Extract to read.
Neil Stansfield, Head of Resilience and Security, National Physical Laboratory

Clare White, Operational Risk & Climate Manager, Hinckley & Rugby Building Society (Chair)

Neil Stansfield began his speech by outlining three worlds: defensive, political and technological, and spoke about their relevance to the building society sector.

Neil defined three technology offsets – the first was ‘New Look’, how technology was used to offset the Soviet Union technology following the end of the Second World War. The second was at the end of the 1970s and it gave the advantage back to the West, offsetting size with technology.

This third technology offset is different, governments are no longer inventing the future. Google invests more in quantum computing than the US Government does and change is being driven by the private sector, driven by commercial investment.

Neil went on to highlight the importance of reliable data - our increasing reliance on technology means the need for resilience in infrastructure to underpin it is vital: reliance sets the need for resilience.

Why does this matter? Neil provided some examples - a 24hr internet outage would cost the UK economy £1.6bn. Losing GPS over the City would mean £5bn losses each day.

Neil pointed out data that was once only accessed by Nation States is now freely available, and he gave an example of how during the Arab Spring, AI was used to monitor social media coming out of the area to attempt to predict behaviours and developments.

Dataset extract.

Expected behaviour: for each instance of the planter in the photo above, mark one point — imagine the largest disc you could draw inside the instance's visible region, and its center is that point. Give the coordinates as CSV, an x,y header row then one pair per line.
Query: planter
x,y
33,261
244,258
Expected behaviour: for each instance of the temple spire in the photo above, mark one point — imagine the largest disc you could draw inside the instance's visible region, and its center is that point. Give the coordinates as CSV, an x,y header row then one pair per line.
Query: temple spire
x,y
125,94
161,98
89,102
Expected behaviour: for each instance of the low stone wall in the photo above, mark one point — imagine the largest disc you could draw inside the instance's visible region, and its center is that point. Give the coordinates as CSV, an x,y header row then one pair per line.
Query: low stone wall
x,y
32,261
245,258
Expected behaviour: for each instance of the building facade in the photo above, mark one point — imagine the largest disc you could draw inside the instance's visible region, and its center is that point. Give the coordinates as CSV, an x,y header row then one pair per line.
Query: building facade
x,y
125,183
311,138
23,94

Task to carry out.
Answer these from the summary of Neil Stansfield's speech:
(a) What name was given to the first technology offset?
(b) Which company invests more in quantum computing than the US Government?
(c) What would a 24hr internet outage cost the UK economy?

Answer box.
(a) 'New Look'
(b) Google
(c) £1.6bn